**Oefendoel**
Kopieer letterlijk het deel van de tekst over de JCI-award dat begint met de woorden "Maandagavond weten we" en eindigt met "Veronique Houben (Airdeck)".
━━━ Gekozen fragment ━━━
Maandagavond weten we wie de Jonge Limburgse ondernemer van het Jaar – de winnaar van de JCI-award – wordt. Er zijn vier kandidaten voor de award: twee mannen en twee vrouwen. Wij vroegen aan ieder van hen hoeveel kans ze zichzelf toedichten om te winnen. En of ze wedden op een man of een vrouw. Een genderstrijd.
Veronique Houben (Airdeck)
“Er zijn vier kandidaten, dus meet ik mezelf ook één kans op vier toe”, rekent Veronique Houben voor. “Ik vind het zo moeilijk om je eigen kans in te schatten, de vier kandidaten zijn moeilijk te vergelijken. Maar ik hoop wel dat een vrouw wint. Het wordt tijd dat het vrouwelijk ondernemerschap meer aandacht krijgt. Zenuwachtig ben ik niet. Ik vind het wel plezant om de andere kandidaten te leren kennen.”
Karlien De Turck (De Kaasbrik)
Ook Karlien De Turck houdt het op 25% kans voor zichzelf. Volgens dezelfde logica denkt ze dat de mannen en vrouwen evenveel kans hebben op de award. Héél diplomatisch. “Maar ik kan niet ontkennen dat het leeft. In het bedrijf is iedereen ermee bezig en vragen de mensen zich af wanneer de uitslag bekend is. Ook buiten het bedrijf word ik er steevast over aangesproken.”
Yves Gonissen (SEPS Pharma)
━━━ Te onderzoeken gegevens ━━━
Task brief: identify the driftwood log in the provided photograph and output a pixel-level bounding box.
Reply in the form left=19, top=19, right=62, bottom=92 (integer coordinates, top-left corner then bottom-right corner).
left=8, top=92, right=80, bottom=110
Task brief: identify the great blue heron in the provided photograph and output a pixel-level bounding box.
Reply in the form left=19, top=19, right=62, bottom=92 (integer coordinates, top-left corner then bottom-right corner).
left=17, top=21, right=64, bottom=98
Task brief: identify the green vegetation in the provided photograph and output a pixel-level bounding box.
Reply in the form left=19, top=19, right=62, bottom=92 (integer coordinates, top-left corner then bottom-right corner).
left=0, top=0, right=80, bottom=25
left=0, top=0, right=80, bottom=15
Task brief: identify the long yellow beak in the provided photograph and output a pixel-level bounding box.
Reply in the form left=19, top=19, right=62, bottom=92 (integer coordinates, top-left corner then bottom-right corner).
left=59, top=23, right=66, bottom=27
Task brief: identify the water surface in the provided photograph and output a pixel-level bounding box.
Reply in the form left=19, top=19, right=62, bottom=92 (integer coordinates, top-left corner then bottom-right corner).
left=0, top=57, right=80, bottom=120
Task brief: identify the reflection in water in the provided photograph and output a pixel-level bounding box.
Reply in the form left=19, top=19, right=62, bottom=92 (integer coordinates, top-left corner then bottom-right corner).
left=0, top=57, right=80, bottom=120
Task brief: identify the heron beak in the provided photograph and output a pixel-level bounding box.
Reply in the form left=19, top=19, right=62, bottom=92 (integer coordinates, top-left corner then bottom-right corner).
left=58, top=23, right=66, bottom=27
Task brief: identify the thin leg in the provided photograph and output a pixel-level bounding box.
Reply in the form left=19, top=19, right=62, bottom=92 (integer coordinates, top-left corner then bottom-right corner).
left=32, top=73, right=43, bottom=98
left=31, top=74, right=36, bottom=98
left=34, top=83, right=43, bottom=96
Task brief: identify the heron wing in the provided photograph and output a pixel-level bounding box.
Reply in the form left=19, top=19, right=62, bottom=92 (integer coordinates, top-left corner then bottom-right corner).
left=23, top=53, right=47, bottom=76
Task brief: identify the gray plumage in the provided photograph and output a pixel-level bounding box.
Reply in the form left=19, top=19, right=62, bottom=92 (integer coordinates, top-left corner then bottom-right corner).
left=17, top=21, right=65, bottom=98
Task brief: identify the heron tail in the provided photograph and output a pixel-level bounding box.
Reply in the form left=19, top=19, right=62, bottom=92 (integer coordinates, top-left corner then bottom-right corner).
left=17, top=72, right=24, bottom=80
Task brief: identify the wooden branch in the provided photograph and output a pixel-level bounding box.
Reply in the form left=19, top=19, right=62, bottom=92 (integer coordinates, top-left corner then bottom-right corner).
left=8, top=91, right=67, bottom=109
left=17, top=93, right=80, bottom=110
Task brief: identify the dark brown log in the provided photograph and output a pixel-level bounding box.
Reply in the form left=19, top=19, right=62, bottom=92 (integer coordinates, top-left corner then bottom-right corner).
━━━
━━━ Te onderzoeken gegevens ━━━
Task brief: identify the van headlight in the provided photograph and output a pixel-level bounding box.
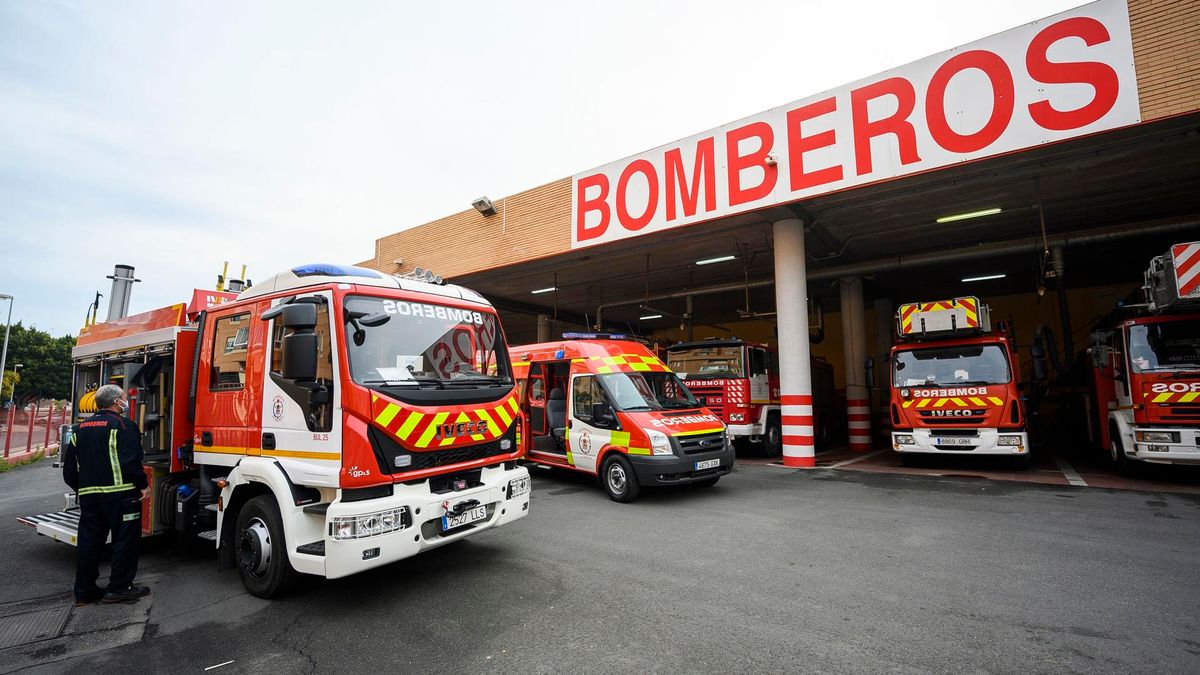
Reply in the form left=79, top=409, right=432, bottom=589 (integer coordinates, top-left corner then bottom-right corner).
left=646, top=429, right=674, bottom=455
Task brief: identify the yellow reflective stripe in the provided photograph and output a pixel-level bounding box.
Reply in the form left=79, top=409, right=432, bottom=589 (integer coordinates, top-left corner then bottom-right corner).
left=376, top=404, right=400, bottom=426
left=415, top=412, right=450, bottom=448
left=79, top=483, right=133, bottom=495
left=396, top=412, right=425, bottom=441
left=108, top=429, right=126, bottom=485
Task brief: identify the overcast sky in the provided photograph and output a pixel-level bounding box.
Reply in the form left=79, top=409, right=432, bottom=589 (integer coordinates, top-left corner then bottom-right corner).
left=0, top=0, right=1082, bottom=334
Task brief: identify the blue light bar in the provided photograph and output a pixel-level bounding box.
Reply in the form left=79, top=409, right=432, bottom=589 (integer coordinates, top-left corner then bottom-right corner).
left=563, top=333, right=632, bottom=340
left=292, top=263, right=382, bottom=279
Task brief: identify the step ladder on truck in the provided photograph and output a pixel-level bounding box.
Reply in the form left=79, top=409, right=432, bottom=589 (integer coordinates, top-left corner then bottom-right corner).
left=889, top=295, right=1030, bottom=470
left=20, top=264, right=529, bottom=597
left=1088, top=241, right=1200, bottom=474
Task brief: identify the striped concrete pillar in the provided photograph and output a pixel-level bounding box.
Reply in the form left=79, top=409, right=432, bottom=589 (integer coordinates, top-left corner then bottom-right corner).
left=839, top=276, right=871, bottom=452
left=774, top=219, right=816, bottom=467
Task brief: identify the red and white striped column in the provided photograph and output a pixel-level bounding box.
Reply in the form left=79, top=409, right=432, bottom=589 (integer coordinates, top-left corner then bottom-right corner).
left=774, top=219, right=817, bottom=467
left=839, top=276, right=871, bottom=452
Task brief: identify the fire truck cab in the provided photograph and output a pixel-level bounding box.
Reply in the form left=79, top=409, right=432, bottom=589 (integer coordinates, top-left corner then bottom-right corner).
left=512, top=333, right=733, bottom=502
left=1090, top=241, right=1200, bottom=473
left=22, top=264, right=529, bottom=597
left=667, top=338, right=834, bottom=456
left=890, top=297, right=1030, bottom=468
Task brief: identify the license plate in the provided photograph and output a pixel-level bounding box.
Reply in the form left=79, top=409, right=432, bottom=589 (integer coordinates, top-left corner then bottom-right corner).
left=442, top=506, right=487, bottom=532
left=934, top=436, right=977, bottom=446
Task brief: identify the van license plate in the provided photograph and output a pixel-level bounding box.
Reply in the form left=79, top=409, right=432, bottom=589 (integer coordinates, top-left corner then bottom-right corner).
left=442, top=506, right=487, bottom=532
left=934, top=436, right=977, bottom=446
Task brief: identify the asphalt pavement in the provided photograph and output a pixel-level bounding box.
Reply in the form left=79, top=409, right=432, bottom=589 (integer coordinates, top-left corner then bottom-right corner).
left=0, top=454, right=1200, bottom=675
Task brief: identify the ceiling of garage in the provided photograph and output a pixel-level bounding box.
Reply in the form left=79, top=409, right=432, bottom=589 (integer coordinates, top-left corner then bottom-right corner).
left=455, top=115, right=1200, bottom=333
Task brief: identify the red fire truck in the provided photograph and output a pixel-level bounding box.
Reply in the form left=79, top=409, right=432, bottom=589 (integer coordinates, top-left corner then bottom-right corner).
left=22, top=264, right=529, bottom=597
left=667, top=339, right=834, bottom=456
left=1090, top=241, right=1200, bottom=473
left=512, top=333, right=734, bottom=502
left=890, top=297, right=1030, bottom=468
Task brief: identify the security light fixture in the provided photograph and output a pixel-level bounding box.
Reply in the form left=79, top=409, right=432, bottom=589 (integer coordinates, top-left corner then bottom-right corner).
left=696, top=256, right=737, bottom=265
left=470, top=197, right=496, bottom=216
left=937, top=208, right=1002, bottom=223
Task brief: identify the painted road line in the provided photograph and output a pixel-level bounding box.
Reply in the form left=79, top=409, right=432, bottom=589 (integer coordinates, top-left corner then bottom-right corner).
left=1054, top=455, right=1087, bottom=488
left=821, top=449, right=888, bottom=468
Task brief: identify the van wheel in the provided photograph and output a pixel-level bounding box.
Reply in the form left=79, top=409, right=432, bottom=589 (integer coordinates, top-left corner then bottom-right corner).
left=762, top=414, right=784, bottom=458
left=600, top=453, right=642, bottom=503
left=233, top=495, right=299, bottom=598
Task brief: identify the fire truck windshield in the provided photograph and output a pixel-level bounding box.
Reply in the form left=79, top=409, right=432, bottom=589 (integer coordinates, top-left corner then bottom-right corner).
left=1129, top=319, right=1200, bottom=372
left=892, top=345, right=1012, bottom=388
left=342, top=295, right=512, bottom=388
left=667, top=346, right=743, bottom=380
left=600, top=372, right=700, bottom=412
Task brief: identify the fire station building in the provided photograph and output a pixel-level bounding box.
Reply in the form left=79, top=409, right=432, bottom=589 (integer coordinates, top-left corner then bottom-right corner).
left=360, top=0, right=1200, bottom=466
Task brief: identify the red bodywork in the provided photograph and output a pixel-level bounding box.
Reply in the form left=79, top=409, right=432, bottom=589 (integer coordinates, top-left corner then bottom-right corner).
━━━
**Uitwerking**
Maandagavond weten we wie de Jonge Limburgse ondernemer van het Jaar – de winnaar van de JCI-award – wordt. Er zijn vier kandidaten voor de award: twee mannen en twee vrouwen. Wij vroegen aan ieder van hen hoeveel kans ze zichzelf toedichten om te winnen. En of ze wedden op een man of een vrouw. Een genderstrijd.
Veronique Houben (Airdeck)